# EXERCISE DESCRIPTION
Starting with the line that contains "of the weathered" and going on through the last of the entries below, copy those lines again, requests included. Scale each coordinate in the answers by 2.05, rounding to whole numbers with halves going up.

[Dataset rows showing where objects appear]
----

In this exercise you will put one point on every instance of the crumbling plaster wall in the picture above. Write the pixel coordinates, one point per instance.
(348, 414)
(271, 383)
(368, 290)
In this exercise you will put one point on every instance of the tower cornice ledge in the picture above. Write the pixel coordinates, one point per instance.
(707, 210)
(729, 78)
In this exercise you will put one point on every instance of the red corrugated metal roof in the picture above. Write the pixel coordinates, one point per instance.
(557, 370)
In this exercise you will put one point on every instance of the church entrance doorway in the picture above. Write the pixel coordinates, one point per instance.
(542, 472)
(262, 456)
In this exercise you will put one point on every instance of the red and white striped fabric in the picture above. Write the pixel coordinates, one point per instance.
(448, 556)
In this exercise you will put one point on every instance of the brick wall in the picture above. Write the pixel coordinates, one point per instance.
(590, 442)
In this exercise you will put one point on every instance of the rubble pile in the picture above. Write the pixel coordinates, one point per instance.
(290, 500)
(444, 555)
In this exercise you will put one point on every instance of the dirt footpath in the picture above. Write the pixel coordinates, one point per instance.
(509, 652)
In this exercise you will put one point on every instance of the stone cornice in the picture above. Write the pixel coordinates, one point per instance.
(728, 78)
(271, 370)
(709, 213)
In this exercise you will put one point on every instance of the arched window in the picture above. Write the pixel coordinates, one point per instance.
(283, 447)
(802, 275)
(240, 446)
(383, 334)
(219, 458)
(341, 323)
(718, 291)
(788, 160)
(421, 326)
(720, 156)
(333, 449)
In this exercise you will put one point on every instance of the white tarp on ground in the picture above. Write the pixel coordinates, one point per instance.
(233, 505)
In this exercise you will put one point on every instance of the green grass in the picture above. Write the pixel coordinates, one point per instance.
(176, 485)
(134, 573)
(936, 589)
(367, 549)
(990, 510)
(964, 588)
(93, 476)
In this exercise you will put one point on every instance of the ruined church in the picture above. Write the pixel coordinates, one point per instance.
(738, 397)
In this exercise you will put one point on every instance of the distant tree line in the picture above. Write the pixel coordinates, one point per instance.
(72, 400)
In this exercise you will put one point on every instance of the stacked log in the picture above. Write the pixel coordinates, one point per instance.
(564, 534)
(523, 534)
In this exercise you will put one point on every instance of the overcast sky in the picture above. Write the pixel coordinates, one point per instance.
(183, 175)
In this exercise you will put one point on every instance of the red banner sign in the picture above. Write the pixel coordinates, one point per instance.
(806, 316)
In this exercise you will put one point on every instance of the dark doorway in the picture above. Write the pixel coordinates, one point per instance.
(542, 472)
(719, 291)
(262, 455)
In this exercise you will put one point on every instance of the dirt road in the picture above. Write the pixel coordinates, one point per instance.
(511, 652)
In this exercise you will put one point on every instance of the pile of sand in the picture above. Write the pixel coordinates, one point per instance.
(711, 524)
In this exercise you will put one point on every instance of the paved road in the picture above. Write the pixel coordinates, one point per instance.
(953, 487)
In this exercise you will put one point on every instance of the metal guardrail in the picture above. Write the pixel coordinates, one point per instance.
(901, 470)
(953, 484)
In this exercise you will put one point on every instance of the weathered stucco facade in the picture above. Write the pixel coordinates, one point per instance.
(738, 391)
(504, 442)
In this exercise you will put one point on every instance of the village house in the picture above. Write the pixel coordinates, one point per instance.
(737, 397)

----

# WORKED ANSWER
In this exercise you will put one point on every instance of the weathered stucco facade in the picture above. Write the pixel coordinates, one point per instance.
(1513, 802)
(1033, 906)
In this exercise you will put one point on every instance of the village house in the picture above. Write the pixel coordinates, one point per instance.
(1511, 814)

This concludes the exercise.